Exercise aim: Update the listing below, changing every occurrence of "a single dot apiece" to "one point each" and leaving everything else as it is.

Data supplied:

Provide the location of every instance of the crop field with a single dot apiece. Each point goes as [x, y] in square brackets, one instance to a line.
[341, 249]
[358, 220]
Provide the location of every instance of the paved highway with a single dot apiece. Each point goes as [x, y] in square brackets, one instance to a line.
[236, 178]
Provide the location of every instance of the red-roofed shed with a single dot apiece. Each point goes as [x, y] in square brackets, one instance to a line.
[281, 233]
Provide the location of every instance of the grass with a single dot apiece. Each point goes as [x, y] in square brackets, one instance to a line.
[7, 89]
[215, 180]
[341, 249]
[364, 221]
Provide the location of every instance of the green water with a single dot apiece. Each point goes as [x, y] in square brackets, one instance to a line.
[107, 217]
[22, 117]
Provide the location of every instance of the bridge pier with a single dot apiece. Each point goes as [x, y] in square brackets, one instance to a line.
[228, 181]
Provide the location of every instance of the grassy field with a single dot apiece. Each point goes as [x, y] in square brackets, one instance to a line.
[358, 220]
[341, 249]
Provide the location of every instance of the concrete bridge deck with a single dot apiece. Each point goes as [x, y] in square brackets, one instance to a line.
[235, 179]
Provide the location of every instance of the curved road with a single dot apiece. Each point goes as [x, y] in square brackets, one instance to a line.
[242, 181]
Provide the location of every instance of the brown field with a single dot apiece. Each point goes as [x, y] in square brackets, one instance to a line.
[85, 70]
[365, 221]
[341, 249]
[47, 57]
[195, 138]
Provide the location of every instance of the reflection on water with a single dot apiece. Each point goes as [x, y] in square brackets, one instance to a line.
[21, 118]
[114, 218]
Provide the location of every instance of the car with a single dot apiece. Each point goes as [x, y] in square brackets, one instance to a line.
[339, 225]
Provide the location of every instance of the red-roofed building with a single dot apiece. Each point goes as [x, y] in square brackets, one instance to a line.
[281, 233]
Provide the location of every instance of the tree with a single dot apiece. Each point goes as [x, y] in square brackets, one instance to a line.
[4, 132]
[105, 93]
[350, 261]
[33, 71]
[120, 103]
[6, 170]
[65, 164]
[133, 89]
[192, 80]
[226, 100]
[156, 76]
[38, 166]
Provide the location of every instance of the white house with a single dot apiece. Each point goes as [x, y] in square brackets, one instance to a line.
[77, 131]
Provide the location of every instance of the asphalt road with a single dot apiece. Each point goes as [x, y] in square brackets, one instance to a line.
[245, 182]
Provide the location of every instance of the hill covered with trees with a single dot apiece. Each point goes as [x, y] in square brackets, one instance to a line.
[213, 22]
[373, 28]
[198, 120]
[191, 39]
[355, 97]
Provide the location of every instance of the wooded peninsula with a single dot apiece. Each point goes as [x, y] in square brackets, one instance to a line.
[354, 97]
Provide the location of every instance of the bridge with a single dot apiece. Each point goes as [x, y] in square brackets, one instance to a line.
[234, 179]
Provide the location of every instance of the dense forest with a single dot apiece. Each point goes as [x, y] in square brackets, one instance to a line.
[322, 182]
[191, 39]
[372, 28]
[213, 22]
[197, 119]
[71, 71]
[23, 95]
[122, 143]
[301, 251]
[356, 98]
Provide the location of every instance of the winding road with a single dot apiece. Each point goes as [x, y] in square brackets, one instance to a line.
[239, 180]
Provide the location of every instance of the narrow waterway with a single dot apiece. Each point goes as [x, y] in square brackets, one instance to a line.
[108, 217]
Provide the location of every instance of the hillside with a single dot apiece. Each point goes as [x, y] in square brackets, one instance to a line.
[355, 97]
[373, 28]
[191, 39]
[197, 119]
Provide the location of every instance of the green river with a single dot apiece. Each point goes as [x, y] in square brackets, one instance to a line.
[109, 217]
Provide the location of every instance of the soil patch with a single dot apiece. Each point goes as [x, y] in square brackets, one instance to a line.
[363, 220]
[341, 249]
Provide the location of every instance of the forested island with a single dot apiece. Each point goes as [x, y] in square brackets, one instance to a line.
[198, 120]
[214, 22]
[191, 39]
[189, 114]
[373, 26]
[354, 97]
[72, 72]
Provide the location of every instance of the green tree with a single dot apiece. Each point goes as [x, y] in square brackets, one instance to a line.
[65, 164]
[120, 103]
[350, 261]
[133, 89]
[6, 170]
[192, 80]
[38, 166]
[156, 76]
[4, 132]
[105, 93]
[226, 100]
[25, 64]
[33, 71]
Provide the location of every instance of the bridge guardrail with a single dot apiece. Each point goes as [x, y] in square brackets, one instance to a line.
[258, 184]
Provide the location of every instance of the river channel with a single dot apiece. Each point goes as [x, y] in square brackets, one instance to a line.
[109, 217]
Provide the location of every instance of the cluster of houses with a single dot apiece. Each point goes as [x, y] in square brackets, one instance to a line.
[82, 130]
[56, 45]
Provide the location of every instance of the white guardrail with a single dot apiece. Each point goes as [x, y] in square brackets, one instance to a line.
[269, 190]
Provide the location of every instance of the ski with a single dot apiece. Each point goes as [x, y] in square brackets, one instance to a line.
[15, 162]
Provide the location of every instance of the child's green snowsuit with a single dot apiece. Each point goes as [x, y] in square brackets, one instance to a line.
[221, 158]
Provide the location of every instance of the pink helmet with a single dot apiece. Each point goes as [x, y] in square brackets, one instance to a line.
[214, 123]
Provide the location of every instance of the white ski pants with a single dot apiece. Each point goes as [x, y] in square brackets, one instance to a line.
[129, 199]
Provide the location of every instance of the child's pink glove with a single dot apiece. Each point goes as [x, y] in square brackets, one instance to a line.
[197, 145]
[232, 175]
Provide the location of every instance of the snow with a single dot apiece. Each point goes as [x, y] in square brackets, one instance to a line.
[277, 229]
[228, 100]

Output below:
Provide the location of every instance of the crop field with one point each. Each point goes as [x, y] in square brackets, one instance to a line.
[341, 249]
[358, 220]
Provide the location of every instance of the paved highway with one point each. Each point goes as [x, y] in square brackets, one instance to a line.
[236, 178]
Provide the location of every instance of the red-roofed shed with one point each. Each point goes as [x, y] in square brackets, one instance to a line.
[281, 233]
Provide the location of every instance of the grass with one point each. Each point goes as [x, y] in square brackets, one instance to a line.
[7, 89]
[215, 180]
[341, 249]
[364, 221]
Provide the location of every instance of the green water with one point each. Each point goes as [x, y] in square brackets, one instance to a line.
[107, 217]
[22, 117]
Provide the location of every instance of the bridge pier with one point each. Each point goes as [x, y] in square brackets, one instance to a line.
[228, 181]
Provide the location of every instance of the grassy field with one point each. Each point goes as [x, y] in square brackets, one instance to a line.
[358, 220]
[341, 249]
Provide the location of every instance of the concrete bridge deck with one point each. Each point goes as [x, y] in square brackets, one instance to a line.
[235, 179]
Provide the location of every instance of the curved road with one point each. Each point goes as [x, y] in square brackets, one instance to a line.
[242, 181]
Provide the location of every instance of the brown field with one point each. Each point goes as [x, y] in square brackets, one instance to a line.
[85, 70]
[365, 221]
[341, 249]
[47, 57]
[195, 138]
Provide the location of every instance of the reflection on water with one point each. Each point goes as [x, y] in square brackets, one instance to a line.
[21, 118]
[114, 218]
Provide the location of every instance of the car with one point each. Each point goes as [x, y] in square brackets, one instance to a line.
[339, 225]
Provide the location of every instance of the red-roofed building with one point each. Each point goes as [x, y] in square brackets, one instance to a line.
[281, 233]
Provide the location of every instance of the tree with one point each. Each point goes as [x, y] in square brackets, one instance to a line.
[4, 132]
[105, 93]
[350, 261]
[33, 71]
[120, 103]
[6, 170]
[65, 164]
[133, 89]
[192, 80]
[226, 100]
[156, 76]
[38, 166]
Provide the location of every instance of the white house with one point each. Each point goes as [x, y] in square brackets, one instance to a line.
[77, 131]
Provide the location of every instance of the asphalt road with one point each. Each point goes as [x, y] in square brackets, one instance to a line.
[245, 182]
Provide the location of every instance of the hill covered with trees with one point each. Each point goes as [x, y] in square brackets, one instance to a line.
[213, 22]
[373, 28]
[198, 120]
[191, 39]
[355, 97]
Provide the location of every instance of the wooded peninsula with one point each. Each point goes as [x, y] in square brackets, one instance to a line.
[354, 97]
Provide the location of every instance of the bridge with one point each. Each point goes as [x, y] in square brackets, one instance to a line.
[234, 179]
Provide the location of every instance of the dense forest with one point each. Each point goes as [x, y] in square brackets, one instance to a line.
[322, 182]
[191, 39]
[372, 28]
[213, 22]
[197, 119]
[71, 71]
[23, 95]
[122, 143]
[301, 251]
[356, 98]
Provide the location of every instance of the winding road with one point each. Each point goes as [x, y] in square brackets, one instance to a line.
[239, 180]
Provide the location of every instance of the narrow waterway with one point each. Each point goes as [x, y] in square brackets, one instance to a line.
[108, 217]
Provide the location of every instance of the hillside with one point each. Each point goes as [x, y] in square brackets, one instance to a line.
[355, 97]
[373, 28]
[191, 39]
[197, 119]
Provide the location of every instance of the green river with one point each. Each point goes as [x, y] in square brackets, one instance to a line.
[109, 217]
Provide the location of every instance of the soil patch with one point each. Each point goes as [x, y] in square brackets, one instance to a line.
[363, 220]
[341, 249]
Provide the location of every instance of the forested island with one point each. Each point goes as [x, y] in square brackets, one instance to a line.
[198, 120]
[214, 22]
[191, 39]
[189, 114]
[373, 26]
[354, 97]
[72, 72]
Provide the location of every instance of the green tree with one point each. Each point goes as [x, y] in square brackets, one instance to a line.
[65, 164]
[120, 103]
[350, 261]
[133, 89]
[6, 170]
[192, 80]
[38, 166]
[156, 76]
[4, 132]
[105, 93]
[226, 100]
[25, 64]
[33, 71]
Provide the location of every instance of the bridge guardrail with one point each. Each point goes as [x, y] in square brackets, one instance to a line.
[258, 184]
Provide the location of every instance of the river channel with one point each. Each point goes as [x, y] in square brackets, one instance to a line.
[109, 217]
Provide the location of every instance of the cluster of houses with one point each. Each point goes as [x, y] in square brackets, one instance to a line.
[82, 130]
[56, 45]
Provide the location of every instance of the white guardrail with one point each. Each point goes as [x, y] in square brackets, one instance to a line.
[269, 190]
Provide the location of every instance of the ski with one point each. Each point goes as [x, y] in square brackets, one instance to a line.
[15, 162]
Provide the location of every instance of the child's green snowsuit with one point each. Each point goes as [x, y] in square brackets, one instance to a line.
[221, 158]
Provide the location of every instance of the pink helmet with one point each. Each point goes as [x, y] in square brackets, one instance to a line.
[214, 123]
Provide the location of every instance of the white ski pants with one point each. Each point goes as [x, y] in square brackets, one instance to a line.
[129, 199]
Provide the location of every instance of the child's pink glove with one point each. Each point goes as [x, y] in square brackets, one instance to a line.
[197, 145]
[232, 175]
Provide the location of every instance of the snow with one point each. Each point goes as [x, y] in square brackets, one instance to a line.
[277, 229]
[228, 100]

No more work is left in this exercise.